TASK MATERIAL:
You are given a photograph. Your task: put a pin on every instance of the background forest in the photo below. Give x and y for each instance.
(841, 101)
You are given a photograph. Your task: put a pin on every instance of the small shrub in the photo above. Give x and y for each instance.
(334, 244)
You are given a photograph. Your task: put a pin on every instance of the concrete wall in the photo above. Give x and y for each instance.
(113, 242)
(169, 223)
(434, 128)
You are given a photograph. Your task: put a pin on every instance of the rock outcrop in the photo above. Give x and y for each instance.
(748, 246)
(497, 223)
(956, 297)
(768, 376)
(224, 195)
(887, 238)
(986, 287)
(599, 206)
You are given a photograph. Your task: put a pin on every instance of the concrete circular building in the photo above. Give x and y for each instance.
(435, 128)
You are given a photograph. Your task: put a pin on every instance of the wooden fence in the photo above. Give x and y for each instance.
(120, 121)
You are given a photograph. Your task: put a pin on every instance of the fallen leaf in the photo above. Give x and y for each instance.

WHAT YOU SHOULD DO: Reproduce every one of the records above word for word, keeping their order and changing nothing.

TASK RESULT:
You are given a photograph. Your task: put a pin on every instance of the background forest in the photo below. Give x and y for each instance.
(841, 101)
You are given a photograph. Your task: put a pin on every instance of the small shrub in the photo above. Give x and y for each instance.
(334, 244)
You are given a photograph. Your task: put a pin on every instance of the concrete wall in the photo above. Give x and y for each instance.
(113, 242)
(169, 223)
(434, 128)
You are given a photograph. Your task: put a pin on every instance of the rock outcrop in the photo above. Give x and y for each instance.
(748, 246)
(497, 223)
(956, 297)
(768, 376)
(224, 195)
(887, 238)
(986, 287)
(599, 206)
You are given a photograph. Your task: put a pin on every instance of the concrete circular building in the photo above. Give x and y for each instance.
(435, 128)
You are given a photograph. Your task: put a pin on every instance of the wooden fence in the photo above. Give x and y for each instance.
(120, 121)
You are given a photograph. Your task: put a pin on every instance of the fallen leaf in the photo above. Give x and y for each instance.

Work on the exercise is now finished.